## PROMPT
Wherever a line of the listing holds the string "blue", copy that line.

━━━━━━━━

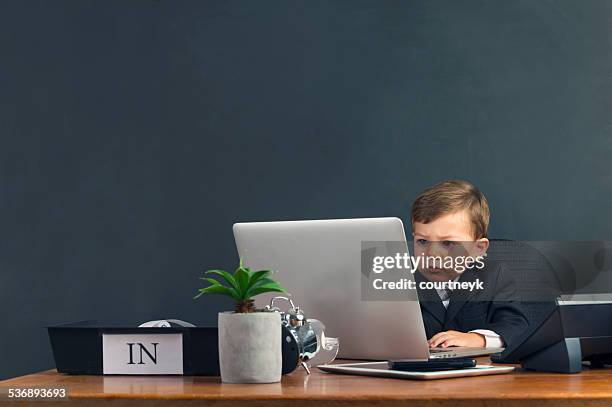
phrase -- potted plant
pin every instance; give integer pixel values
(249, 340)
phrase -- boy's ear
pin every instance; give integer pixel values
(482, 245)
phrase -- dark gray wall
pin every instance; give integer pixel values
(133, 134)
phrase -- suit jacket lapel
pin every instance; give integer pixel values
(430, 300)
(458, 298)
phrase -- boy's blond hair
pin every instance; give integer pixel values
(451, 196)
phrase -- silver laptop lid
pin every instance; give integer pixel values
(319, 262)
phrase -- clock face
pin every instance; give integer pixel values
(291, 353)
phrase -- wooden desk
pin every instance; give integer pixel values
(521, 388)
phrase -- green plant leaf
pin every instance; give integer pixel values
(226, 276)
(241, 275)
(215, 283)
(256, 276)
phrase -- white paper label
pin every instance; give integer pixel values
(142, 354)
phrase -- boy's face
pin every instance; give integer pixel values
(449, 235)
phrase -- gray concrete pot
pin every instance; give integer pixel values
(250, 347)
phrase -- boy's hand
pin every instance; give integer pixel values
(455, 338)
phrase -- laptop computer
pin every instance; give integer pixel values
(319, 263)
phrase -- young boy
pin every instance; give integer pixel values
(451, 219)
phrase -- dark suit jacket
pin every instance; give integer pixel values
(496, 307)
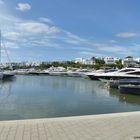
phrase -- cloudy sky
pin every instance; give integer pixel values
(41, 30)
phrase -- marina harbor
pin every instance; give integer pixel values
(69, 70)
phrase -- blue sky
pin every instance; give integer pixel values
(63, 30)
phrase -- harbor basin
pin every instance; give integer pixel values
(30, 97)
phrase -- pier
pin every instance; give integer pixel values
(117, 126)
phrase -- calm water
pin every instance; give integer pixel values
(27, 97)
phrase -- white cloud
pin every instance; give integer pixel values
(11, 35)
(10, 45)
(126, 34)
(36, 27)
(46, 20)
(23, 6)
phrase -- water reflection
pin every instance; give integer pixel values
(126, 98)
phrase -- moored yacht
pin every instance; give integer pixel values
(92, 75)
(125, 73)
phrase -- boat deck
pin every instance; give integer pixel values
(118, 126)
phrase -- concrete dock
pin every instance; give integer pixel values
(117, 126)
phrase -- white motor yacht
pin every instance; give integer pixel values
(92, 75)
(124, 73)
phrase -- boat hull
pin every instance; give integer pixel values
(129, 89)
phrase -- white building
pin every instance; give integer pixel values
(109, 60)
(84, 61)
(129, 61)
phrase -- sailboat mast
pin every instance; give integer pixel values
(0, 46)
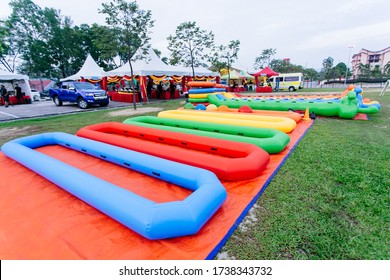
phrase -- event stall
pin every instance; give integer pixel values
(265, 73)
(9, 80)
(152, 69)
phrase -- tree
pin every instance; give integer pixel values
(327, 65)
(264, 58)
(224, 56)
(364, 70)
(386, 69)
(133, 24)
(284, 66)
(189, 44)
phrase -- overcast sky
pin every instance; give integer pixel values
(306, 31)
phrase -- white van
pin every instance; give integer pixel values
(290, 81)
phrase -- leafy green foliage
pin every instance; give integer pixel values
(285, 66)
(224, 56)
(133, 25)
(189, 45)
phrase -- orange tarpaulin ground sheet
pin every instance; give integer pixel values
(39, 220)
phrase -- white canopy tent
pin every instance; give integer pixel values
(89, 70)
(9, 80)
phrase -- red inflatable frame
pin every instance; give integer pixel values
(229, 160)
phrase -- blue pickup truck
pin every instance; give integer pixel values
(82, 93)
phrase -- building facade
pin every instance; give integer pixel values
(372, 58)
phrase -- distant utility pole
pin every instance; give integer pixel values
(349, 56)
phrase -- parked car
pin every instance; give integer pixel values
(35, 96)
(82, 93)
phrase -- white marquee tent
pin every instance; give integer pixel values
(89, 70)
(9, 80)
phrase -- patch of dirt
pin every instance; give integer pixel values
(130, 112)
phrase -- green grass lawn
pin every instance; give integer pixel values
(330, 200)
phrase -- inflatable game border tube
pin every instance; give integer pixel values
(346, 108)
(271, 140)
(205, 90)
(148, 218)
(283, 124)
(285, 114)
(240, 161)
(201, 84)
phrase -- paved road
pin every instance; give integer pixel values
(47, 108)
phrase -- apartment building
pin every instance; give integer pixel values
(372, 58)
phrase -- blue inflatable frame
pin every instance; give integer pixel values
(148, 218)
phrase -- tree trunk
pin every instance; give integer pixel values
(132, 82)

━━━━━━━━

## EXERCISE ANSWER
phrase -- blue sky
phrase -- blue pickup truck
phrase -- blue inflatable frame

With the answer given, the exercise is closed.